DIRECTION =
Write out the data again in full, exactly as it reads.

■ ■ ■ ■ ■ ■ ■

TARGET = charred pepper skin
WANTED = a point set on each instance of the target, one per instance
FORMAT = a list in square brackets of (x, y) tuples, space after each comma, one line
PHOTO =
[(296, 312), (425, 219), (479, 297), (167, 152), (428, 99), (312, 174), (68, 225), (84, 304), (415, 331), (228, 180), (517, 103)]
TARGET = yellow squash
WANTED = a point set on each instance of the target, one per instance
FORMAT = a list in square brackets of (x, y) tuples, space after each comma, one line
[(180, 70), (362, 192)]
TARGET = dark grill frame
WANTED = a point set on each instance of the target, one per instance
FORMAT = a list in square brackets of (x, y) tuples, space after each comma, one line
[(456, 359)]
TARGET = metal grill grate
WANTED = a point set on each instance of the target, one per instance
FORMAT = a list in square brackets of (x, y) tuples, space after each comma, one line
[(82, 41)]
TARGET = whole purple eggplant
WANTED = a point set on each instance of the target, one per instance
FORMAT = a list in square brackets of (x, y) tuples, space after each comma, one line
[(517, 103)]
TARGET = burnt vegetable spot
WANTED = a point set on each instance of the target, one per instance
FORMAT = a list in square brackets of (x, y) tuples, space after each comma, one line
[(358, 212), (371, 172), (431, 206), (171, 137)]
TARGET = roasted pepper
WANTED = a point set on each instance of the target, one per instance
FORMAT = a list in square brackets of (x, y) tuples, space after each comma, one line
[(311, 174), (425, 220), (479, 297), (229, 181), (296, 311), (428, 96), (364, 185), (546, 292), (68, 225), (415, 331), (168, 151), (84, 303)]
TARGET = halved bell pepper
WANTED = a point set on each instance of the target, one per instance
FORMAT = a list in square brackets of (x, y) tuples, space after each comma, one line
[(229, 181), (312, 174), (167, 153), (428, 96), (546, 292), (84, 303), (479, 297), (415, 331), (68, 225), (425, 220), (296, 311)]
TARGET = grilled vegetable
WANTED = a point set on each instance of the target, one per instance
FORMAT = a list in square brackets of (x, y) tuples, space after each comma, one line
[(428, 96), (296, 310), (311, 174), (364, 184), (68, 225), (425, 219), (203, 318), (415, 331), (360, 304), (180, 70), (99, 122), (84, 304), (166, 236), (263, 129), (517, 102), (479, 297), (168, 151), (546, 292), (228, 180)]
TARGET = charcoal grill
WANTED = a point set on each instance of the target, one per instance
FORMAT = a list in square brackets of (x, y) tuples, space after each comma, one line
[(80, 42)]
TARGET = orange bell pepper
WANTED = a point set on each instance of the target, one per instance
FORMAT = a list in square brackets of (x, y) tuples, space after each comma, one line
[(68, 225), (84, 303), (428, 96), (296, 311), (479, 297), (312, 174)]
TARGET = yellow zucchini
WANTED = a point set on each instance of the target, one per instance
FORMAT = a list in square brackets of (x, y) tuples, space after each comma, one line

■ ■ ■ ■ ■ ■ ■

THE ANSWER =
TARGET = charred pepper skin
WANTED = a point set on each instance of the target, one per instance
FORMAT = a list in square brackets of (x, y) tuples, space after each comma, one line
PHOTO =
[(296, 312), (425, 219), (479, 297), (167, 152), (428, 99), (312, 174), (68, 225), (84, 304), (415, 331), (228, 180), (517, 103)]
TARGET = yellow squash
WANTED = a point set on each instance of the target, one per instance
FORMAT = a list in square brackets of (x, y) tuples, space after each comma, one line
[(180, 70), (362, 192)]
TARGET = dark grill frame
WANTED = a point set on each instance of the target, one per instance
FORMAT = a list in square brackets of (x, y) tuples, space after each comma, one line
[(456, 359)]
TARGET = metal grill grate
WANTED = a point set on each instance of the target, one per instance
FORMAT = a list in square brackets of (x, y) tuples, space after each comma, one line
[(82, 41)]
TARGET = whole purple eggplant
WANTED = a point set on each instance of the target, one per instance
FORMAT = a list in square brackets of (x, y) tuples, space after each comma, one line
[(517, 103)]
TARGET = burnt vegetable spot
WANTED = a point set on each instance of the target, one per instance
FORMAT = a list in square brackets of (x, y) tuples, space after each comma, one line
[(358, 212), (371, 172), (431, 206), (171, 137)]
TARGET = roasted pepper
WANTED = a point set on each instance of the target, one per instance
FORMAT = a list in square brackets of (x, y) tuples, space after each comma, one line
[(311, 174), (425, 220), (479, 297), (229, 181), (296, 311), (428, 96), (364, 185), (546, 292), (68, 225), (415, 331), (168, 151), (84, 303)]
TARGET = halved bell pepper
WANTED = a point set on each instance of the target, one per instance
FORMAT = a list in square brackets of (x, y) tuples, space after each comma, one line
[(229, 181), (312, 174), (167, 153), (428, 96), (546, 292), (84, 303), (479, 297), (415, 331), (68, 225), (425, 220), (296, 311)]
TARGET = grilled vegetable
WANTED = a point set on each instance of the target, one per instance
FORMAT = a list in square brackets of (x, y) tuples, space after each comma, one line
[(428, 96), (296, 310), (311, 174), (364, 184), (68, 225), (425, 219), (203, 318), (415, 331), (360, 304), (180, 70), (99, 122), (84, 304), (166, 236), (263, 129), (517, 102), (479, 297), (168, 151), (546, 292), (228, 180)]
TARGET = charcoal grill
WANTED = a point set on each instance of the target, one per instance
FORMAT = a list in square brackets of (x, y) tuples, space after each comma, one line
[(80, 42)]
TARGET = orange bell pepper
WANTED = a point set on each instance of the target, one per instance
FORMAT = a list in square brackets of (x, y) tuples, space after each comma, one line
[(68, 225), (84, 303), (428, 96), (296, 311), (479, 297), (312, 174)]
TARGET = yellow zucchini
WANTED = a point set on each instance of the target, one per instance
FORMAT = a list in square brackets of (x, y) tuples, space after each comma, one line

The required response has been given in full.